Source passage:
# Attempt at a "full dress" salmon fly



## yakdiver (Jul 12, 2008)

Alright, I have spent years trying to come up with the materials to attempt to tie full dress salmon flies. For those who haven't tried, it reads like a list of endangered species. Well, I found substitutes for some and broke the bank for the jungle cock and even the hooks. But, I finally came up with a somewhat respectable fly that I tied recently and just wanted to show it off. What do you think?


----------



## flynurse (Oct 9, 2007)

thats a nice looking fly. i hope it works just as good. i always giggle when i hear or say jungle cock. just the little kid coming out in me. hehehehehehe jungle cock. that is some expensive stuff.


----------



## ElJay (Oct 1, 2007)

Nice fly,and i hear you on the price of Jungle Cock. BTW:did you ever try that fly in salt water?


----------



## yakdiver (Jul 12, 2008)

Yeah, I chuckle a little bit when I say it too. To be honest, I have no intention of fishing with this fly. This one is strictly for decoration. I can tie much more effective flies a lot quicker and cheaper I'm sure.


----------



## bigpopper (Sep 11, 2008)

Vert cool lookin fly! :clap That's more motivation for me to get into tying. Tight lines to ya!


----------



## broglin (Jan 1, 2009)

Nice fly..They also have " artificial jungle cock' eyes to use on patterns especially when you are just learning to tie them....Nice Renzetti...


----------

What this task involves: Type out the salmon fly thread word for word, starting with "# Attempt at" and going on through "do you think?". The material has no part in any of this.

Supplied material:
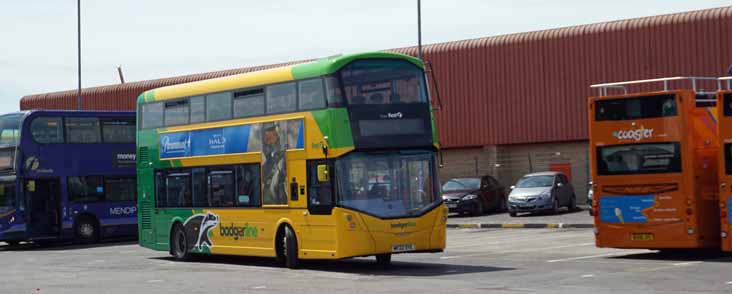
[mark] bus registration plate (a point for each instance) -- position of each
(641, 237)
(402, 247)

Finished answer:
# Attempt at a "full dress" salmon fly



## yakdiver (Jul 12, 2008)

Alright, I have spent years trying to come up with the materials to attempt to tie full dress salmon flies. For those who haven't tried, it reads like a list of endangered species. Well, I found substitutes for some and broke the bank for the jungle cock and even the hooks. But, I finally came up with a somewhat respectable fly that I tied recently and just wanted to show it off. What do you think?